● Recorded data:

* * * * *

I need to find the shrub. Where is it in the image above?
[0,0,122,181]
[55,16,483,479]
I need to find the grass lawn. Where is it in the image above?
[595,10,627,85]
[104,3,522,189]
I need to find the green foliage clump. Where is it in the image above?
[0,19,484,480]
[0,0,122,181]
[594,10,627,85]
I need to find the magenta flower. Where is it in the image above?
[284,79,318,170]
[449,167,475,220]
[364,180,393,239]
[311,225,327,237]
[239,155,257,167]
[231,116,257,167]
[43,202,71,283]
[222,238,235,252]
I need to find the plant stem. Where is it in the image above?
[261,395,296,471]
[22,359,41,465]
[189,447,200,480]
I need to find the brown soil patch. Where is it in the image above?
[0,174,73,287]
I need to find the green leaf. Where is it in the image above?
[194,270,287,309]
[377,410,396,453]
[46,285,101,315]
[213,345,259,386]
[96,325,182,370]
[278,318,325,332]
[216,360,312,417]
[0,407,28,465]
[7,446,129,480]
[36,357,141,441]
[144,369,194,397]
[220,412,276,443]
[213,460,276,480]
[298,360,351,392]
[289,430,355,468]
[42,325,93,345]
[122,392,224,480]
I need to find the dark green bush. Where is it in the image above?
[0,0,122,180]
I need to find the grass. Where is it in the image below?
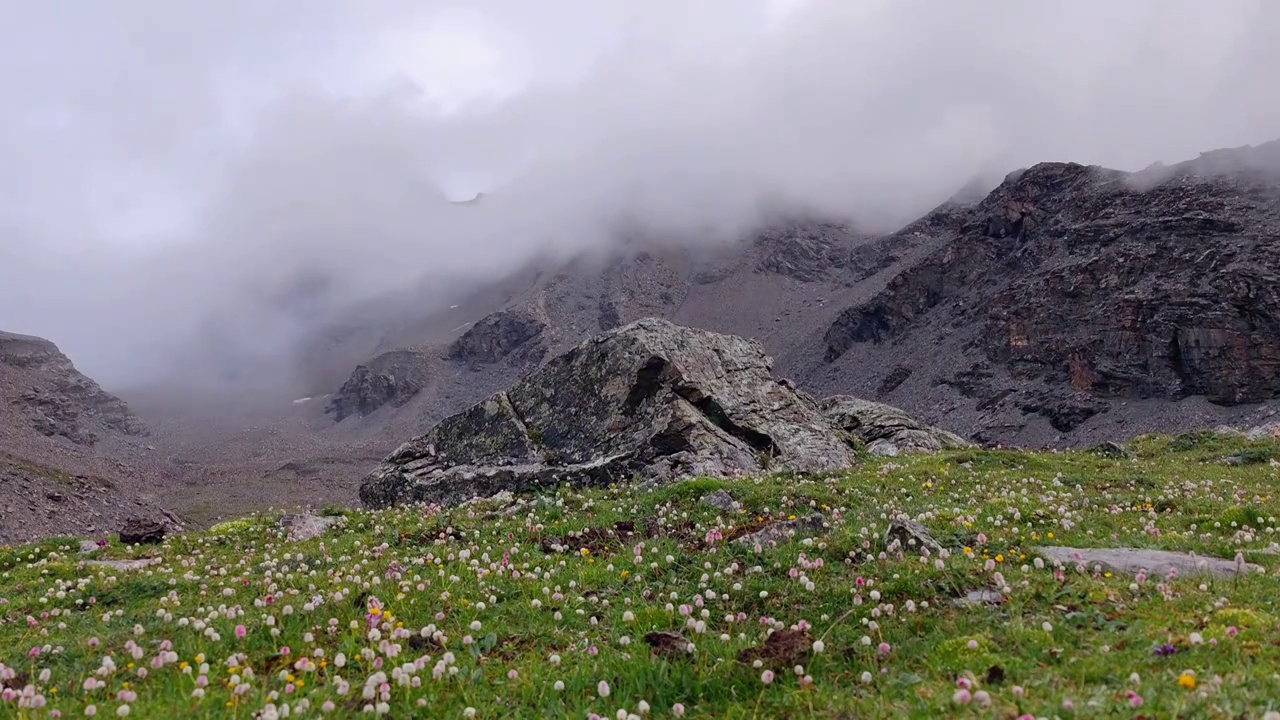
[0,433,1280,720]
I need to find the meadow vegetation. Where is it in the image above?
[0,433,1280,720]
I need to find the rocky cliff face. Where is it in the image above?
[0,332,146,445]
[824,143,1280,432]
[449,309,547,364]
[0,332,175,543]
[820,395,973,456]
[325,350,431,423]
[360,319,854,507]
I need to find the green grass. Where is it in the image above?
[0,433,1280,720]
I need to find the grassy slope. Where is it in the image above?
[0,434,1280,719]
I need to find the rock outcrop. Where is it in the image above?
[449,309,547,364]
[824,141,1280,433]
[0,332,147,446]
[360,319,854,507]
[325,350,430,423]
[822,395,973,455]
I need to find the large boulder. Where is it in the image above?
[360,319,854,507]
[822,395,973,455]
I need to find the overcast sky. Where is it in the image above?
[0,0,1280,386]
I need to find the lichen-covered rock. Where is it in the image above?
[360,319,854,507]
[822,395,973,455]
[325,350,430,423]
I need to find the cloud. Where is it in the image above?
[0,0,1280,384]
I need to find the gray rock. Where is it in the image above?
[0,326,147,446]
[360,319,855,507]
[1091,441,1138,460]
[703,489,742,512]
[733,514,827,546]
[120,515,169,544]
[884,518,942,552]
[84,557,164,573]
[1244,423,1280,442]
[449,310,547,364]
[325,350,430,423]
[822,395,973,456]
[1033,546,1263,575]
[280,512,343,542]
[951,589,1005,607]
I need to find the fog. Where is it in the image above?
[0,0,1280,387]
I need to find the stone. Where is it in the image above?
[824,141,1280,433]
[733,512,827,547]
[84,557,164,573]
[0,332,147,446]
[1244,423,1280,442]
[884,518,942,552]
[120,515,169,544]
[951,589,1005,607]
[449,309,547,365]
[280,512,343,542]
[360,319,855,507]
[1089,441,1138,460]
[1032,546,1263,577]
[325,350,430,423]
[820,395,973,457]
[703,489,742,512]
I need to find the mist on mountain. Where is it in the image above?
[0,0,1280,387]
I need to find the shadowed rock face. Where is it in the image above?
[360,319,854,507]
[824,141,1280,432]
[822,395,973,455]
[0,332,147,445]
[325,350,430,423]
[449,310,547,364]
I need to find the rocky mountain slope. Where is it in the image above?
[813,137,1280,443]
[112,143,1280,515]
[0,332,175,543]
[327,143,1280,446]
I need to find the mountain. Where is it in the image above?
[810,137,1280,445]
[117,143,1280,514]
[0,332,175,543]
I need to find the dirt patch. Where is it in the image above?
[737,630,813,667]
[644,630,692,657]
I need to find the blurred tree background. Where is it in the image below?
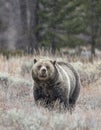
[0,0,101,57]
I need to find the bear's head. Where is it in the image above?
[32,59,56,81]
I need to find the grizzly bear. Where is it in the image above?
[32,59,81,108]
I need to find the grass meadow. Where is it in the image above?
[0,55,101,130]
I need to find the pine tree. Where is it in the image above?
[38,0,84,53]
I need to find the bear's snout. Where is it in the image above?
[40,66,47,74]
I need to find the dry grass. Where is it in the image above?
[0,56,101,130]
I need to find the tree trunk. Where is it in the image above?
[28,0,38,53]
[19,0,28,50]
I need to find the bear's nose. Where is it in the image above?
[41,67,46,74]
[41,68,46,73]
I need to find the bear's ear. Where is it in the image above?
[34,59,37,64]
[51,60,56,65]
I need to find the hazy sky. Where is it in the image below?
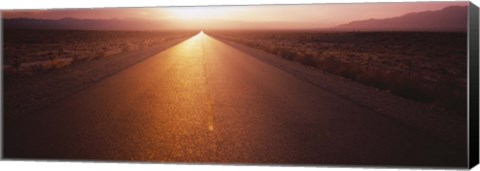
[3,2,468,27]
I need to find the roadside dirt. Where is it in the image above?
[215,37,467,150]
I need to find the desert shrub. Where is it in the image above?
[334,61,361,80]
[432,77,467,114]
[297,54,317,67]
[318,56,341,74]
[277,48,296,60]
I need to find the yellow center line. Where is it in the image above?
[200,35,213,131]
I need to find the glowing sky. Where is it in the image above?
[3,2,468,28]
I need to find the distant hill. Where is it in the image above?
[334,6,468,32]
[3,18,174,30]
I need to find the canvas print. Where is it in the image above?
[2,1,469,168]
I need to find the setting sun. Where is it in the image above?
[164,7,231,20]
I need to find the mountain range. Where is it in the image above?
[3,6,468,32]
[333,6,468,32]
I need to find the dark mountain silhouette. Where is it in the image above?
[334,6,468,32]
[3,18,176,30]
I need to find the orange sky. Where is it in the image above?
[3,2,468,28]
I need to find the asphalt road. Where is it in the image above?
[4,33,466,166]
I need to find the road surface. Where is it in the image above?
[4,32,466,166]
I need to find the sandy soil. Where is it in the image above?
[3,37,189,121]
[212,37,467,150]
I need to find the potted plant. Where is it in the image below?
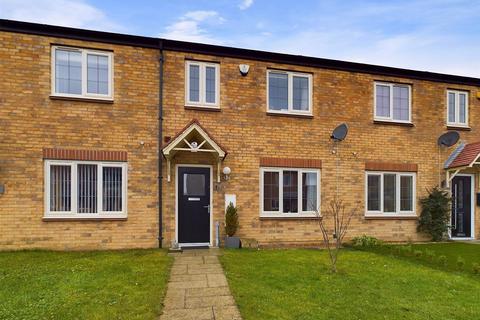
[225,202,241,249]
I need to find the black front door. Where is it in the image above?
[452,176,472,238]
[177,167,211,244]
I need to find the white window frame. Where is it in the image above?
[266,69,313,116]
[365,171,417,217]
[447,90,469,128]
[51,46,113,101]
[44,160,128,219]
[259,167,321,218]
[185,60,220,109]
[373,81,412,123]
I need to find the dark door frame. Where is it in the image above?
[448,173,476,240]
[175,163,213,247]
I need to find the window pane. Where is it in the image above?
[458,93,467,124]
[302,172,318,211]
[55,49,82,94]
[283,171,298,213]
[393,86,410,121]
[102,167,123,211]
[188,65,200,102]
[87,54,108,94]
[293,77,309,111]
[183,173,205,196]
[268,72,288,110]
[375,84,390,117]
[448,92,455,122]
[205,67,216,103]
[400,176,413,211]
[263,172,280,211]
[383,174,397,212]
[367,175,381,211]
[77,164,97,213]
[50,165,72,211]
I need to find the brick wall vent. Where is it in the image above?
[365,162,418,172]
[43,148,127,162]
[260,158,322,169]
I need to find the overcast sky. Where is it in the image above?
[0,0,480,77]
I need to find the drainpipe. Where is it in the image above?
[158,40,164,248]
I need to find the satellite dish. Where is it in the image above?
[438,131,460,147]
[330,123,348,141]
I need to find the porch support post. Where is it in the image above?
[217,158,222,183]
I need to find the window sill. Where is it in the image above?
[447,124,472,131]
[42,216,127,222]
[50,95,113,104]
[267,111,313,119]
[373,120,415,127]
[185,105,222,112]
[364,214,418,220]
[260,214,318,220]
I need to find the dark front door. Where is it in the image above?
[452,176,472,238]
[177,167,211,244]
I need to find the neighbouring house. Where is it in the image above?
[0,20,480,250]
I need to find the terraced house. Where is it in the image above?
[0,20,480,250]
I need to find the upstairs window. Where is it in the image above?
[267,70,312,115]
[45,160,127,218]
[260,168,320,216]
[185,61,220,108]
[374,82,411,123]
[366,171,415,216]
[52,46,113,99]
[447,90,468,127]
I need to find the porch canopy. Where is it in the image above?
[162,119,227,182]
[445,142,480,187]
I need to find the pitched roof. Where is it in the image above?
[446,142,480,169]
[0,19,480,87]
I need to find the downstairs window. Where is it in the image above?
[260,168,320,217]
[365,171,416,216]
[45,160,127,218]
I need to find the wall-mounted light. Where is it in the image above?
[238,64,250,77]
[223,167,232,181]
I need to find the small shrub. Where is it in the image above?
[417,187,451,241]
[438,255,448,267]
[352,235,383,247]
[413,250,423,259]
[225,202,238,237]
[425,249,435,262]
[472,262,480,274]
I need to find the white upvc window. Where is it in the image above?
[373,82,412,123]
[185,61,220,108]
[260,168,320,217]
[45,160,127,218]
[365,171,416,216]
[447,90,468,127]
[51,46,113,100]
[267,70,312,115]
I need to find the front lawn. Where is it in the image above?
[0,250,171,320]
[221,249,480,320]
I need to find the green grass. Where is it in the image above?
[221,249,480,320]
[406,242,480,270]
[0,250,171,320]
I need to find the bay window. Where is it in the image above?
[45,160,127,218]
[260,168,320,216]
[365,171,415,215]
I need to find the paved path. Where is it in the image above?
[160,249,242,320]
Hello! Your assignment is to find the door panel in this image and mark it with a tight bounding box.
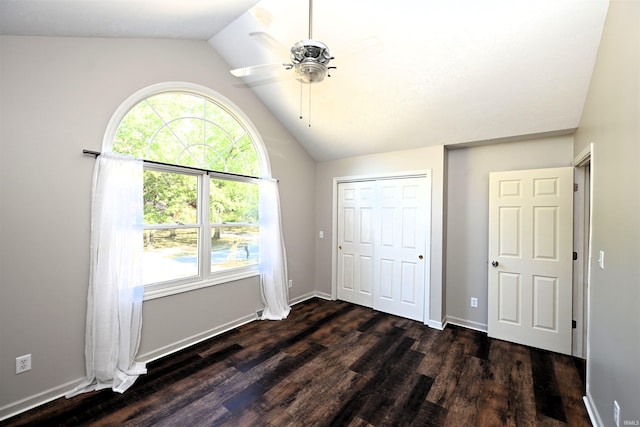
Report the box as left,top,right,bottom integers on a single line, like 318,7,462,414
373,178,428,320
488,167,573,354
337,181,375,307
337,177,430,321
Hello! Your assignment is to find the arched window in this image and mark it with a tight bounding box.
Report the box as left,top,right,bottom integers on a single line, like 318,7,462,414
109,84,269,296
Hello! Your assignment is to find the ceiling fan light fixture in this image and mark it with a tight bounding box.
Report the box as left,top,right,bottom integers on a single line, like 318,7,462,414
294,61,327,83
291,39,333,83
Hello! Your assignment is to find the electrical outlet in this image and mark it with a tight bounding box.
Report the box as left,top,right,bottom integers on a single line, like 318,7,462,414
16,354,31,374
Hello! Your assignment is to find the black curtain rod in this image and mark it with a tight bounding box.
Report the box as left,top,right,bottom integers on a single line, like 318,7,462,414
82,150,268,181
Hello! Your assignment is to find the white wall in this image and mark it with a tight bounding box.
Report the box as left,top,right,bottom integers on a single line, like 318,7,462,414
574,0,640,426
315,146,444,324
446,135,573,331
0,37,315,418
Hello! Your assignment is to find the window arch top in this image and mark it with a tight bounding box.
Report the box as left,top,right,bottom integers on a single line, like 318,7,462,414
112,91,260,176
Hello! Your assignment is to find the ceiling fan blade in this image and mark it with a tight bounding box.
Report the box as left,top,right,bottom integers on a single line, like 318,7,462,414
230,64,289,77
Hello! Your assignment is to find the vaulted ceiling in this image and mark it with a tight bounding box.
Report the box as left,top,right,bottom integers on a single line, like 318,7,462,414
0,0,608,161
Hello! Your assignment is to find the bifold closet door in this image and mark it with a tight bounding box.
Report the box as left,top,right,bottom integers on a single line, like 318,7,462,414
337,177,429,321
338,181,376,307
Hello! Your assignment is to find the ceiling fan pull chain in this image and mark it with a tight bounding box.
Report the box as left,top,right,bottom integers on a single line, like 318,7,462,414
309,0,313,40
309,85,311,127
300,82,302,120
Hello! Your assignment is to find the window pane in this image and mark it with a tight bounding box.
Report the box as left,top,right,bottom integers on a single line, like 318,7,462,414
209,179,258,223
113,92,260,176
211,225,259,272
144,170,198,225
142,228,198,285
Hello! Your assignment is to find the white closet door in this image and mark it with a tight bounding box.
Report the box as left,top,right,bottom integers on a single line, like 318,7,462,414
337,177,430,321
373,178,428,321
337,181,376,307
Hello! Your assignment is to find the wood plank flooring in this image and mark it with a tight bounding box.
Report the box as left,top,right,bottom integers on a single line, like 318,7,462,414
0,299,591,427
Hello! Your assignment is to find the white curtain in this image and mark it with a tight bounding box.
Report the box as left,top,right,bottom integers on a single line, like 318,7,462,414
67,153,146,397
260,178,291,320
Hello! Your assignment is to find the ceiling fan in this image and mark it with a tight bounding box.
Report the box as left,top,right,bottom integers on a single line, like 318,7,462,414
231,0,336,83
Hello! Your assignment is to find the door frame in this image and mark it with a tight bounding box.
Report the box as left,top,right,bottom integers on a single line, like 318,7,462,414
571,144,593,359
331,169,432,325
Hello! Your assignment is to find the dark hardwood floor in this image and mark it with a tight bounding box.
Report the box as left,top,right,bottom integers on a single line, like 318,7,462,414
0,299,591,427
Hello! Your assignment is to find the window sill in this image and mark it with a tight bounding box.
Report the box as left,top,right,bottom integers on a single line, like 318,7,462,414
143,268,260,301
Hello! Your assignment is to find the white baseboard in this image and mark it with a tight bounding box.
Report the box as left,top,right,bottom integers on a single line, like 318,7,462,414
447,316,488,333
0,377,84,421
425,318,447,331
0,313,258,421
582,393,604,427
136,314,258,363
289,291,333,305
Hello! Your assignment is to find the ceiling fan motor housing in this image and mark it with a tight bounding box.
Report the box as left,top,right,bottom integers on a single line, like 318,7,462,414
291,39,333,83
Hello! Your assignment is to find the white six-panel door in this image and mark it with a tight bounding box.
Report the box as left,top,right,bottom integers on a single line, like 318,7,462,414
337,177,429,321
337,181,376,307
373,178,427,321
488,167,573,354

* * * * *

● YOUR GOAL:
Copy the lines of the listing unchanged, from the line containing "I need to find the neighbouring" through the line containing "[223,167,232,181]", including both of those lines.

● EXERCISE RESULT:
I need to find the neighbouring house. Where is it in the image above?
[0,20,480,250]
I need to find the terraced house. Where is it in the image above?
[0,20,480,250]
I need to find the upstairs window. Where is it in the image above?
[267,70,312,115]
[45,160,127,218]
[260,168,320,216]
[185,61,220,108]
[374,82,411,123]
[366,171,415,216]
[52,46,113,99]
[447,90,468,127]
I need to find the porch canopy. Where is it in the image above?
[162,119,227,182]
[445,142,480,187]
I need to find the pitched roof. Where is it in the image above?
[446,142,480,169]
[0,19,480,87]
I need to find the downstairs window. Where is it in the image above?
[260,168,320,217]
[365,171,416,216]
[45,160,127,218]
I need to find the wall-mounted light. Where is it in the image above?
[238,64,250,77]
[223,167,232,181]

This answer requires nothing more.